== TEXTO DE PARTIDA ==

O Amor em Inês e Pedro, "Amare": inauguração da exposição de pintura de Maria de Fátima Silva, em 8 de Julho de 2018, no Museu do Vinho em Alcobaça, realizada pela vereadora da Cultura, Educação e Turismo de Alcobaça, Dra. Inês Maria Lopes Silva e pelo director do Museu de Vinho Alberto Guerreiro, com palavras ainda da Maria de Fátima Silva e algumas minhas.
O director do Museu de Vinho, Alberto Guerreiro. |
Do texto que escrevi para a magnífica exposição, num local tão adequado para uma
comemoração de musas e vates do Vinho do Amor imortal, não longe de onde
os maravilhosos túmulos esculpidos de Inês e de Pedro se encontram para contemplação
nossa, seguem-se algumas partes:
«O
Amor de Inês e de Pedro, no século XIV, foi tão intenso, mas
também tão trágico, que se tornou lendário, imortalizou-se,
evoluiu para um mito sempre presente e fundador de maior consciência
do valor do amor espontâneo, livre, pleno e que, apesar dos perigos
mortais que frequentemente o ameaçam, é perene, imortal.
Um
mito verídico e dinâmico, não baseado apenas em especulações e
imaginações mas fundado na realidade, testemunhado na vida e
ampliado ao longo dos séculos por todos, nacionais e
estrangeiros, e foram muitos, os que se deixaram comover, inspirar e
tocar por tal sintonia, entrega e vivência de amor e paixão, acima
das convencionalidades e pseudo-razões que se opõem à união livre
dos seres que se atraem e ressoam, dedicam e amam.
Esta
história amorosa, tornada legendária e perene pela literatura e a arte, continua a fecundar-nos e não podemos
deixar de congratular-nos pelo seu arquetipismo operativo, já que,
apesar do longo tempo decorrido de oito séculos, estes dois seres
ainda estão tão vivos no imaginário e na alma dos portugueses que
podem surgir a qualquer momento recriações da sua vida, amor e
paixão.
A
Maria de Fátima Silva, muito dada à investigação e ao culto da
memória histórica, mítica e espiritual dos locais, tendo
recentemente realizado algumas exposições consagradas à Atlântida
e ao Portugal megalítico, teve a varinha de condão de sentir na
floresta imaginal portuguesa a necessidade de mais uma vez vir ao de
cima este veio do Amor que ultrapassa as razões sociais, os ditames
convencionais e assume a sua chama de conflagração libertadora e
unificadora, tão valiosa face à massificação consumista e
superficializante que acinzenta ou oprime as pessoas nas sociedades
modernas, pouco espaço ou valor dando ao amor, à poesia, à
liberdade, à Unidade».

===

▶ PROBLEMA 1
Mostre todas as linhas das entradas que contêm a palavra "racket", distinguindo maiúsculas de minúsculas.
O texto e as entradas têm origens diferentes.

== ENTRADAS DA TAREFA ==

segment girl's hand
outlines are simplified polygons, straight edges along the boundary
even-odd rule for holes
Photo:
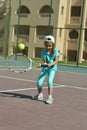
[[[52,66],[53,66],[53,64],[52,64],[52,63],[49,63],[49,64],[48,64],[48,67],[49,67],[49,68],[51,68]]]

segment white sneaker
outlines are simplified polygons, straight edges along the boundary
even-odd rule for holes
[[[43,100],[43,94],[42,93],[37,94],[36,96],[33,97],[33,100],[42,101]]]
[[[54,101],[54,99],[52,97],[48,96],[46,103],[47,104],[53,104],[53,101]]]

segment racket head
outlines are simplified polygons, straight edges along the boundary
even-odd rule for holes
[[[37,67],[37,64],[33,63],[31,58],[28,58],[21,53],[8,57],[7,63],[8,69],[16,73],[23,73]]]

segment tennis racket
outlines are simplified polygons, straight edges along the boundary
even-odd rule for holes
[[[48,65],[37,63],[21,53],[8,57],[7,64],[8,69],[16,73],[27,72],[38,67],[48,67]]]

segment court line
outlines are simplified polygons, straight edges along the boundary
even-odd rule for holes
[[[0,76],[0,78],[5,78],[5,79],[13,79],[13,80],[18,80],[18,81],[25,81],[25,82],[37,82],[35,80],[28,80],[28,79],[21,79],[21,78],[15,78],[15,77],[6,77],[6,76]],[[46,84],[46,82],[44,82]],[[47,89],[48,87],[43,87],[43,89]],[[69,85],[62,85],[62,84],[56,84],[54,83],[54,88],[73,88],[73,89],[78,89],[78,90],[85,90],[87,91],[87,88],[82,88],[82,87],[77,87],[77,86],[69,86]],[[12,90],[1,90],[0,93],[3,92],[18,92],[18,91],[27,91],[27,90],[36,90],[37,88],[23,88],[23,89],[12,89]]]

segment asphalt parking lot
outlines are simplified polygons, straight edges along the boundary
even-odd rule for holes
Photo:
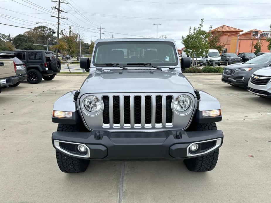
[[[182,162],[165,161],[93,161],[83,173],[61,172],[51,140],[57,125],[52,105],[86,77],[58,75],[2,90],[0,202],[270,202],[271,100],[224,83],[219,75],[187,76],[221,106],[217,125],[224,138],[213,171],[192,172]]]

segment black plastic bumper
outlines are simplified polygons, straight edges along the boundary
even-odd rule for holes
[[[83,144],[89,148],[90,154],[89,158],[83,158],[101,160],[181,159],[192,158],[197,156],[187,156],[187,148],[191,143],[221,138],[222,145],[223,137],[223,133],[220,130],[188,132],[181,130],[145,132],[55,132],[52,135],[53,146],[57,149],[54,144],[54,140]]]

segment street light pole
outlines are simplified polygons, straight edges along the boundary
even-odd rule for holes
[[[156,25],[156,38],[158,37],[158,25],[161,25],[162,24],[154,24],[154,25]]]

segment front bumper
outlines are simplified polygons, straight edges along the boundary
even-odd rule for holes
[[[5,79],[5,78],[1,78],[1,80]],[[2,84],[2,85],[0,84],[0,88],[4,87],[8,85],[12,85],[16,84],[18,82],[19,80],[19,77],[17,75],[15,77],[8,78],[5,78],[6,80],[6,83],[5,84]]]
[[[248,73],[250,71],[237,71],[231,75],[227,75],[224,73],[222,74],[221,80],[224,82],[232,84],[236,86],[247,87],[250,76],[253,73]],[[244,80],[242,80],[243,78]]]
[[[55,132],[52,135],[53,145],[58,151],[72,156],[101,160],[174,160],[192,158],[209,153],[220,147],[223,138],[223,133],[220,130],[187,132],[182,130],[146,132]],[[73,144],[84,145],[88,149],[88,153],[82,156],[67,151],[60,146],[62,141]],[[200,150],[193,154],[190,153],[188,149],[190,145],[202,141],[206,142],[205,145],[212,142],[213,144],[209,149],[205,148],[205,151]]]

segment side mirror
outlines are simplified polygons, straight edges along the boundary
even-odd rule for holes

===

▶ PROBLEMA 2
Escreva a continuação do texto sobre o amor de Inês e Pedro, a começar depois da sua última frase.

▶ RESULTADO DO EXERCÍCIO 1
segment racket head
segment tennis racket

▶ RESULTADO DO EXERCÍCIO 2
«A
vida, amor e a morte destes dois apaixonados, para além do seu
registo em crónicas e em poemas, adquiriu cedo nos túmulos uma
materialidade artística tão radiosa e impressionante, nomeadamente
ao serem erguidos no ambiente de um estilo gótico tão austero como
o da igreja da abadia de Alcobaça, que facilitou eles serem
agradavelmente admirados, contemplados e assimilados pela
sensibilidade anímica de qualquer época e pessoa.
A
Maria de Fátima Silva aproximou-se deste mito fundamental de
Portugal com o triplo trabalho do artista, pois não só pôs as
mãos, os pincéis e a paleta das cores em acção mas foi tanto
lendo e meditando muitas das valiosas obras, crónicas e dramas,
poemas e ensaios, dedicadas ao amor de Inês e de Pedro, como também
visitando locais associados à vida e e peregrinação inesiana, na
busca de se impregnar mais dos eflúvios ou inspirações que ainda
hoje se transmitem a quem souber sintonizar e sentir.»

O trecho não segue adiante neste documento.